╭─ Stored data

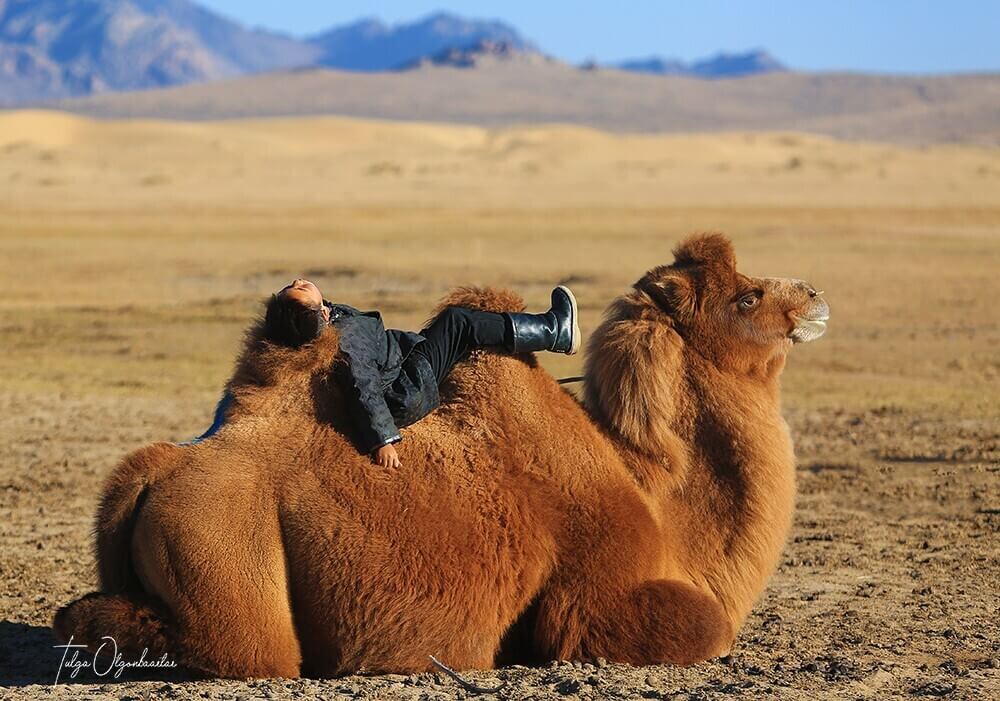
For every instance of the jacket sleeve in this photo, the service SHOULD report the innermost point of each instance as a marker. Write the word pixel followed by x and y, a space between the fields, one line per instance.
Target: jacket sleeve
pixel 375 424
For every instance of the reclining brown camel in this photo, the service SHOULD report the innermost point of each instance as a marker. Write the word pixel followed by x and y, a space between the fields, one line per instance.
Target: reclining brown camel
pixel 640 527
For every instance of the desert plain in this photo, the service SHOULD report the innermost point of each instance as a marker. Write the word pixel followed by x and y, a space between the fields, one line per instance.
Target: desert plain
pixel 134 253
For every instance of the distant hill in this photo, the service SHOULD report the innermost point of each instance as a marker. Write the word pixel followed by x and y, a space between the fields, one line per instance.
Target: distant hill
pixel 64 48
pixel 722 65
pixel 370 45
pixel 500 93
pixel 53 49
pixel 57 48
pixel 483 53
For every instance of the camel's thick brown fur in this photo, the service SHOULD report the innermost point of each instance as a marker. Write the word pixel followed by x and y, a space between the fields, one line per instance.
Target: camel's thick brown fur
pixel 521 525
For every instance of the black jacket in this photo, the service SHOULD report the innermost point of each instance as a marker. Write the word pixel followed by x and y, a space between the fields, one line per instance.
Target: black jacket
pixel 389 386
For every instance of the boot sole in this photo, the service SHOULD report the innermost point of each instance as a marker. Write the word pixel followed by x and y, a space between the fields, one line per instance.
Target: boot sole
pixel 577 335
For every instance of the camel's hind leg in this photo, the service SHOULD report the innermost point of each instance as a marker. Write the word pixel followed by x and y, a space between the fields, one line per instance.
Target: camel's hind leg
pixel 135 622
pixel 224 581
pixel 659 621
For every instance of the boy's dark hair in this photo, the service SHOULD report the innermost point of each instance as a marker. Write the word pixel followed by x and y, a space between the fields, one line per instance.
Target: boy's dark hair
pixel 290 323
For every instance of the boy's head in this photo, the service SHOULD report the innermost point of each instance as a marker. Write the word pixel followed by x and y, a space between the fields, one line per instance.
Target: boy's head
pixel 295 314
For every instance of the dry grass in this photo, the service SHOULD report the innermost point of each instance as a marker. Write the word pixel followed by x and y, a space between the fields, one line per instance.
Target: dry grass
pixel 136 272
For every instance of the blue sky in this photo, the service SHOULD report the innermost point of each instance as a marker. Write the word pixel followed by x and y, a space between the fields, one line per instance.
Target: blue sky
pixel 878 35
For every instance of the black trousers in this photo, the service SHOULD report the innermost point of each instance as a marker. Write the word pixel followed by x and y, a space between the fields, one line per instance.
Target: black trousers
pixel 457 331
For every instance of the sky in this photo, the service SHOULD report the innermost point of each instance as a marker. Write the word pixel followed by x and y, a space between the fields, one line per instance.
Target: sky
pixel 891 36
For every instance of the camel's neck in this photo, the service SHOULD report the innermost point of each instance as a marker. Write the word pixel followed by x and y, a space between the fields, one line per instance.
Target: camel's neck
pixel 728 510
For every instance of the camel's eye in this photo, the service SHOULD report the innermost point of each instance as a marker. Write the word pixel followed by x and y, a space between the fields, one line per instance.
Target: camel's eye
pixel 748 301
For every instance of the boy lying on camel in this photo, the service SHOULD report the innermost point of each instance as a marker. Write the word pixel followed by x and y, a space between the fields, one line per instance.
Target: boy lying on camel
pixel 393 376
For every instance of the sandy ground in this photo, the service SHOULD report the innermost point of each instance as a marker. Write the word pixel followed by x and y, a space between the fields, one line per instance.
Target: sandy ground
pixel 129 265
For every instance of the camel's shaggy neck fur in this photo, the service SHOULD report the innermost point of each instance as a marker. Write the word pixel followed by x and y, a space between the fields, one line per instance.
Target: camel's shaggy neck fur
pixel 709 445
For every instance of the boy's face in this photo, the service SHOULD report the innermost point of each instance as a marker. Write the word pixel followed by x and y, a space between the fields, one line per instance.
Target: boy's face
pixel 306 294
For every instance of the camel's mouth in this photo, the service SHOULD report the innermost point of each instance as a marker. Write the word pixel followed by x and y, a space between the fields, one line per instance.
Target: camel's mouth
pixel 808 328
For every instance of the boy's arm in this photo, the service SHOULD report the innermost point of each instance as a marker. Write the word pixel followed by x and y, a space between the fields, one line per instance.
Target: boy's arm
pixel 376 427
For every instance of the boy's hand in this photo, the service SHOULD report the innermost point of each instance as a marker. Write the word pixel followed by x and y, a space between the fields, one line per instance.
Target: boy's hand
pixel 386 456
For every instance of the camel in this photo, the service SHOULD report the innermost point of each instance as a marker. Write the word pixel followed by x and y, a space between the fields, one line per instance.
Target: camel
pixel 639 525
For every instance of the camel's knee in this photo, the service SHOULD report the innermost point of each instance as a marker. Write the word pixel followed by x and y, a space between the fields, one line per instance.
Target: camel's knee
pixel 659 622
pixel 692 624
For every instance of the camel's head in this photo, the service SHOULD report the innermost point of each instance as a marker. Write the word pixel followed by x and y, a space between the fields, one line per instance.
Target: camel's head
pixel 733 319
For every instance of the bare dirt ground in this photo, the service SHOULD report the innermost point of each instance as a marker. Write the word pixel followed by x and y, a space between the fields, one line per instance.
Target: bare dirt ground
pixel 127 275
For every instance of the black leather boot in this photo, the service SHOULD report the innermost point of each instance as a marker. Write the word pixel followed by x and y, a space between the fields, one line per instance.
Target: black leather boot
pixel 557 330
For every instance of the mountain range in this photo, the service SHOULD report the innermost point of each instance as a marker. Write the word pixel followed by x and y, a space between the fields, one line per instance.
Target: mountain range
pixel 52 49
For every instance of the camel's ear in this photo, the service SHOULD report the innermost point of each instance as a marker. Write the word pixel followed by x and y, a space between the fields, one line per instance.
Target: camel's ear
pixel 706 249
pixel 672 291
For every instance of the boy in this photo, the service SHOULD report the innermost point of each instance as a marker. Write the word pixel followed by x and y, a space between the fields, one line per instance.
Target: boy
pixel 393 376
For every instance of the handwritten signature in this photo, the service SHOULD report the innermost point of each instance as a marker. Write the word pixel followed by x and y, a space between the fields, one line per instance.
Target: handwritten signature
pixel 116 663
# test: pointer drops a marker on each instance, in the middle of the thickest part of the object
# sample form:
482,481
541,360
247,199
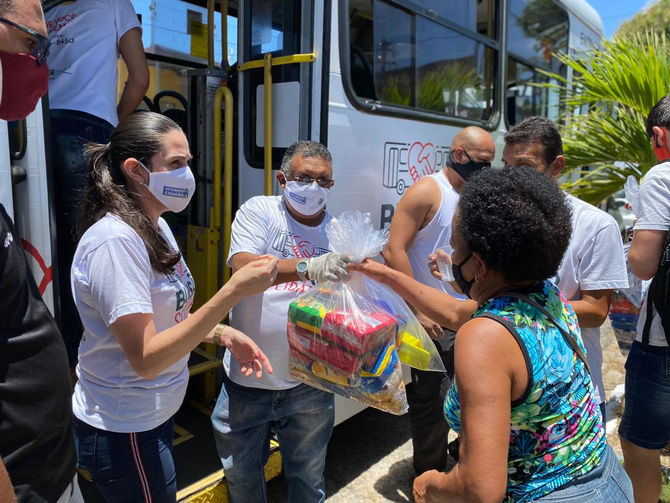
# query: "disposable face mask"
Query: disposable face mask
24,82
172,188
306,198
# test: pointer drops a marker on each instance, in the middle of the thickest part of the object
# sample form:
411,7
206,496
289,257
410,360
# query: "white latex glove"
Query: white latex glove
331,266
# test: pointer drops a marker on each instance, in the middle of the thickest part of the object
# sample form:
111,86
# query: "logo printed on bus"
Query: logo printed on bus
407,163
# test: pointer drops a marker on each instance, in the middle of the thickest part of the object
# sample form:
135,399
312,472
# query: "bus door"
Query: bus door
281,43
25,191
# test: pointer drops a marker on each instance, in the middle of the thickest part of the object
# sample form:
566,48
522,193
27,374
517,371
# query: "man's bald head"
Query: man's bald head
477,140
471,150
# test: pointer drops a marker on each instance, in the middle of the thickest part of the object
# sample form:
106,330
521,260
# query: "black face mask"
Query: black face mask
462,283
469,168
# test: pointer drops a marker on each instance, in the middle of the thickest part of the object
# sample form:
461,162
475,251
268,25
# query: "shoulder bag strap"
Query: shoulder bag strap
50,4
569,338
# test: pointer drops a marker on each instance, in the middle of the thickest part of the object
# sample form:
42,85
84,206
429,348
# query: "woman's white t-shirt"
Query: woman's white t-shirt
85,38
112,277
654,215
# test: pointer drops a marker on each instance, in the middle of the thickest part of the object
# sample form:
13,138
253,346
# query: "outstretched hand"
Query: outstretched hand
372,268
330,267
246,352
256,276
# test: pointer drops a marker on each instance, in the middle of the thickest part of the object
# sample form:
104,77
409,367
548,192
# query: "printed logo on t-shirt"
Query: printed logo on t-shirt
55,25
185,292
289,244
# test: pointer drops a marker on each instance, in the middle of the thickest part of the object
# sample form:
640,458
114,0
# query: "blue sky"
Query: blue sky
614,12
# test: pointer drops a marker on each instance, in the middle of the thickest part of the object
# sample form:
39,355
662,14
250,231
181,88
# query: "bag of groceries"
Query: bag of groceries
350,337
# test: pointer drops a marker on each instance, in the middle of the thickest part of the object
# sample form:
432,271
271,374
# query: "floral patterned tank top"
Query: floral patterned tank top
556,433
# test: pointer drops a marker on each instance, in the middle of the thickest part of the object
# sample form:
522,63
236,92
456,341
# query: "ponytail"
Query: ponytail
108,192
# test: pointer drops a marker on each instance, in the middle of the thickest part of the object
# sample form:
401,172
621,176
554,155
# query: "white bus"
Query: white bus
385,84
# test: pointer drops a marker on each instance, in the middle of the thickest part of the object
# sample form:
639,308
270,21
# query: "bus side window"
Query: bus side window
417,57
361,51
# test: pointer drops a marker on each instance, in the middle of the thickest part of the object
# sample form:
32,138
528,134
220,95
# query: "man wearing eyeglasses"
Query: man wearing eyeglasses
248,411
421,223
37,458
86,39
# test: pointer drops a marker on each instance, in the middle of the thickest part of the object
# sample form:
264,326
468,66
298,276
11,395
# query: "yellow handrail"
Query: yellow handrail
309,57
267,149
223,93
267,63
225,64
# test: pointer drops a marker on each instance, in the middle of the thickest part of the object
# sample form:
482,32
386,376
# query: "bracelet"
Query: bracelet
218,330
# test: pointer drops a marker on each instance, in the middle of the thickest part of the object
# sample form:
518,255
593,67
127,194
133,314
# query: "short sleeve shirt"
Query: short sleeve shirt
84,53
264,226
594,260
654,215
112,277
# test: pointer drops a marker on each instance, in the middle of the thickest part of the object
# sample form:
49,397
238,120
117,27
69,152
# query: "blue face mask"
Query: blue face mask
462,283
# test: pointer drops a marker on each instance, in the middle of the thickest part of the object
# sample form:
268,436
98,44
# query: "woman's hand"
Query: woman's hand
246,352
256,276
373,269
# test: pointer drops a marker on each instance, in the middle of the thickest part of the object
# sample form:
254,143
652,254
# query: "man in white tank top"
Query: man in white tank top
421,223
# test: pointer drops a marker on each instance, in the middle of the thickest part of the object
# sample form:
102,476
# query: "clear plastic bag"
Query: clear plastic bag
637,288
350,337
632,191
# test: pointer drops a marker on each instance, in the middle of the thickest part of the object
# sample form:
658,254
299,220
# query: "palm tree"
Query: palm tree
613,89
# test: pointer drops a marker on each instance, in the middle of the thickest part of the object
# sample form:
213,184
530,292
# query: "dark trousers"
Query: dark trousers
70,131
426,410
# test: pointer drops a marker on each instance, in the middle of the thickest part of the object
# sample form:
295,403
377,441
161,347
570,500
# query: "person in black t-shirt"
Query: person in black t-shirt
37,458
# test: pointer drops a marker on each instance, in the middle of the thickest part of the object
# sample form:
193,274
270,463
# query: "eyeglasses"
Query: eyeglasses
321,181
42,46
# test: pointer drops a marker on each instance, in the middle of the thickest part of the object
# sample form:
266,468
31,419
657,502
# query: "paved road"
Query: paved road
370,455
369,460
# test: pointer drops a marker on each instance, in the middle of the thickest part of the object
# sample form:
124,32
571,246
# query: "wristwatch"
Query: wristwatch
301,269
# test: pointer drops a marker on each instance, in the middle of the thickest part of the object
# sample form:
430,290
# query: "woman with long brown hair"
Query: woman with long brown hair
133,291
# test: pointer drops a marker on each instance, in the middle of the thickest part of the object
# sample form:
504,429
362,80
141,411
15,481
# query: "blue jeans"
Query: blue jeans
244,420
646,415
70,131
128,467
606,483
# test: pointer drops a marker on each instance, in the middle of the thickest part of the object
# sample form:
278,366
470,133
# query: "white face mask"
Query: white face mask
306,198
172,188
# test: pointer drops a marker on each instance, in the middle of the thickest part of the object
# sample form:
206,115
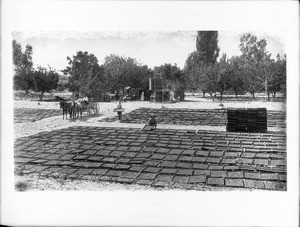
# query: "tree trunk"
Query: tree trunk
212,97
41,97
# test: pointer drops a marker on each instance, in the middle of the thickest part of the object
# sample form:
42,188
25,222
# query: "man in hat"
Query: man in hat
152,121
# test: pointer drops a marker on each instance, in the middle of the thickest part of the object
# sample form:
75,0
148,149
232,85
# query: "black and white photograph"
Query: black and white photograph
115,114
209,113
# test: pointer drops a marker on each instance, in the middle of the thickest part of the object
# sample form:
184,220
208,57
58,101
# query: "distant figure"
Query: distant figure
152,121
142,96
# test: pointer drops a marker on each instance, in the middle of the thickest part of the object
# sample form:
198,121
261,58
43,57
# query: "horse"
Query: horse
66,108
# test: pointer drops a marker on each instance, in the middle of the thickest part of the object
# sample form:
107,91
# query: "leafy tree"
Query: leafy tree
236,80
207,51
207,46
44,80
22,62
222,80
85,74
125,72
276,79
257,60
172,76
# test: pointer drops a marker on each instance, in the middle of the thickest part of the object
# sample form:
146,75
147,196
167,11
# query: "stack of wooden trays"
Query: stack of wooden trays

╰─

Given request> Recast the stretch of the data from the line containing "For every instance of the boy lying" through the line containing "pixel 709 445" as a JSON list of strings, with one string for each line and blank lines omitted.

Response below>
[
  "For every instance of the boy lying on camel in this photo, the service SHOULD report the innermost point of each instance as a marker. Write the word pixel followed by x and y, a space between the fields, one line per instance.",
  "Target: boy lying on camel",
  "pixel 393 376",
  "For every instance of the sandy ground in this photo, the service SHOULD report the innermost point of each instance as a marker. Write the word pixel followed by x and y, a space between the fields, one line per instance.",
  "Target: sandy ground",
  "pixel 129 265",
  "For every instance of the camel's shaggy neck fur in this photo, the service SHOULD report the innermost point of each instance as a marker. Write the word pixel followed by x and y, a space between the fields, one line per instance.",
  "Target: camel's shaggy neck fur",
  "pixel 709 445"
]